The problem: Convert each line of the data below into an item of a numbered list, skipping any blank lines.

Listing:
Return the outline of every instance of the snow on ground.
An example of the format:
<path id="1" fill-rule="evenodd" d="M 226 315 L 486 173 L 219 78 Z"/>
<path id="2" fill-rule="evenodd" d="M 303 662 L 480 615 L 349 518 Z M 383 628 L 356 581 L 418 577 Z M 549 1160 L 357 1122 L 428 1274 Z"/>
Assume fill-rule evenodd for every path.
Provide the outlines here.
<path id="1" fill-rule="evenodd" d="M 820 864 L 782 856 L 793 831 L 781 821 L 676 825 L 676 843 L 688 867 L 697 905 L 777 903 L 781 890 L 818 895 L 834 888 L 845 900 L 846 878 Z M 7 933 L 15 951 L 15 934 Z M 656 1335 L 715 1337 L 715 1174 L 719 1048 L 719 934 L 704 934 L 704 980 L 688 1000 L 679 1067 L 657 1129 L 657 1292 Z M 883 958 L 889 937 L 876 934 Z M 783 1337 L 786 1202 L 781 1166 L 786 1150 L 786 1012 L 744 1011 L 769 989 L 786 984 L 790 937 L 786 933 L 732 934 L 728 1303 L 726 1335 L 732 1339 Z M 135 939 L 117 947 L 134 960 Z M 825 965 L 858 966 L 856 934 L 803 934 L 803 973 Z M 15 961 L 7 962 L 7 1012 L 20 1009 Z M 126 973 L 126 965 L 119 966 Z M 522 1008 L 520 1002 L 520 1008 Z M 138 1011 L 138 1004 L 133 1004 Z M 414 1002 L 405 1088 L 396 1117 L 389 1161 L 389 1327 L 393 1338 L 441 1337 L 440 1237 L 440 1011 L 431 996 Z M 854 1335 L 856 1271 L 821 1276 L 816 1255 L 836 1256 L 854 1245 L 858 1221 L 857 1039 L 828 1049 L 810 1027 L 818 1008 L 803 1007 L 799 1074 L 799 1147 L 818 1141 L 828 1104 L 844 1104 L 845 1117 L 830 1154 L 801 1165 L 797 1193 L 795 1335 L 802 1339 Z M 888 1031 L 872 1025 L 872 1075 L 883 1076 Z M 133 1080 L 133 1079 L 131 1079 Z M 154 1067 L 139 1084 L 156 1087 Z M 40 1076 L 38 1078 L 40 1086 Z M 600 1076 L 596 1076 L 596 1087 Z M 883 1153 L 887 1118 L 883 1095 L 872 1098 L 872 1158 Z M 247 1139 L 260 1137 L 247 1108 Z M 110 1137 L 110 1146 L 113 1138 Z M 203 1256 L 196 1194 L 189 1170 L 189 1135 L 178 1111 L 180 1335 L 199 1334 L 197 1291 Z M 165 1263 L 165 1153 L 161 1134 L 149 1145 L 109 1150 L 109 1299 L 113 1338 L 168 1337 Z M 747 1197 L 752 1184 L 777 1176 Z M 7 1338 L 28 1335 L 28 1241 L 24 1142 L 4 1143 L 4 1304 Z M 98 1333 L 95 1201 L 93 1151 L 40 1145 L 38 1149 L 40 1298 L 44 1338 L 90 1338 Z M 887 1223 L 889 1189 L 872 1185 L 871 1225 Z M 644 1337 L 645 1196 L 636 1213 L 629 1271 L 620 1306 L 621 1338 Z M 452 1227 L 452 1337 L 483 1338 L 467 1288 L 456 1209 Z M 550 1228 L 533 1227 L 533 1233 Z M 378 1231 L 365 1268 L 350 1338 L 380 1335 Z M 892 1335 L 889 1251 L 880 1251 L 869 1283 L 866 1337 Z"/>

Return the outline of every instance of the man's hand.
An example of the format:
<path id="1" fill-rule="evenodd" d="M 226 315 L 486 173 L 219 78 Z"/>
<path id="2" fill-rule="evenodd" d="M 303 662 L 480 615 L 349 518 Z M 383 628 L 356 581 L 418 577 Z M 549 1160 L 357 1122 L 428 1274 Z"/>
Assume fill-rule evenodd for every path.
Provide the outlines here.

Solution for this problem:
1. Return the outline of every instance of the snow on ground.
2. An example of the format:
3. <path id="1" fill-rule="evenodd" d="M 226 315 L 486 173 L 219 78 Z"/>
4. <path id="2" fill-rule="evenodd" d="M 303 662 L 480 615 L 349 518 Z M 383 628 L 356 581 L 418 577 Z M 549 1160 L 357 1122 L 428 1274 Z"/>
5. Assume fill-rule evenodd for every path.
6. Provide the outlines here.
7. <path id="1" fill-rule="evenodd" d="M 820 864 L 782 856 L 793 831 L 781 821 L 676 825 L 676 843 L 688 867 L 697 905 L 777 903 L 781 890 L 818 895 L 834 888 L 845 900 L 846 878 Z M 7 933 L 15 951 L 15 934 Z M 656 1335 L 715 1337 L 715 1174 L 719 1048 L 719 934 L 704 934 L 704 980 L 688 1000 L 679 1067 L 657 1129 L 657 1292 Z M 883 958 L 889 937 L 876 934 Z M 783 1337 L 786 1202 L 781 1166 L 786 1150 L 786 1012 L 744 1011 L 769 989 L 786 984 L 790 937 L 786 933 L 732 934 L 728 1303 L 726 1335 L 732 1339 Z M 135 939 L 117 947 L 134 960 Z M 825 965 L 858 966 L 856 934 L 803 934 L 803 973 Z M 15 961 L 7 962 L 7 1012 L 20 1009 Z M 126 973 L 126 965 L 119 966 Z M 522 1008 L 520 1002 L 520 1008 Z M 138 1011 L 138 1004 L 133 1004 Z M 414 1002 L 405 1088 L 396 1117 L 389 1161 L 389 1327 L 393 1338 L 441 1337 L 440 1237 L 440 1011 L 431 996 Z M 854 1335 L 856 1271 L 821 1276 L 816 1255 L 836 1256 L 854 1245 L 858 1221 L 857 1039 L 828 1049 L 810 1027 L 818 1008 L 803 1007 L 799 1074 L 799 1147 L 818 1141 L 828 1104 L 844 1104 L 845 1117 L 830 1154 L 801 1165 L 797 1193 L 795 1335 L 802 1339 Z M 888 1031 L 872 1025 L 872 1075 L 883 1076 Z M 133 1080 L 133 1079 L 131 1079 Z M 154 1067 L 139 1084 L 156 1087 Z M 40 1076 L 38 1078 L 40 1086 Z M 600 1076 L 596 1076 L 596 1087 Z M 883 1153 L 887 1118 L 883 1095 L 872 1098 L 872 1158 Z M 247 1139 L 260 1137 L 247 1108 Z M 110 1137 L 110 1146 L 113 1138 Z M 203 1256 L 196 1194 L 189 1170 L 189 1135 L 178 1111 L 180 1335 L 199 1334 L 197 1291 Z M 165 1263 L 165 1153 L 161 1134 L 149 1145 L 109 1150 L 109 1299 L 113 1338 L 168 1337 Z M 747 1197 L 752 1184 L 777 1176 Z M 7 1338 L 28 1335 L 28 1241 L 24 1142 L 4 1143 L 4 1304 Z M 98 1333 L 95 1201 L 93 1151 L 40 1145 L 38 1149 L 40 1298 L 44 1338 L 90 1338 Z M 887 1223 L 889 1189 L 872 1185 L 871 1225 Z M 644 1337 L 645 1196 L 636 1213 L 629 1271 L 620 1306 L 621 1338 Z M 452 1227 L 452 1337 L 483 1338 L 467 1288 L 456 1209 Z M 550 1228 L 533 1227 L 533 1233 Z M 378 1231 L 365 1268 L 350 1338 L 380 1335 Z M 892 1335 L 889 1251 L 880 1251 L 869 1283 L 866 1337 Z"/>
8. Return the outline of every instance of the man's hand.
9. An example of the format:
10. <path id="1" fill-rule="evenodd" d="M 226 315 L 486 173 L 219 78 Z"/>
11. <path id="2" fill-rule="evenodd" d="M 303 662 L 480 615 L 349 518 Z M 383 628 L 356 581 L 418 577 Z M 549 1160 L 357 1122 L 428 1274 Z"/>
12. Assume fill-rule evenodd for every path.
13. Provide the outlines here.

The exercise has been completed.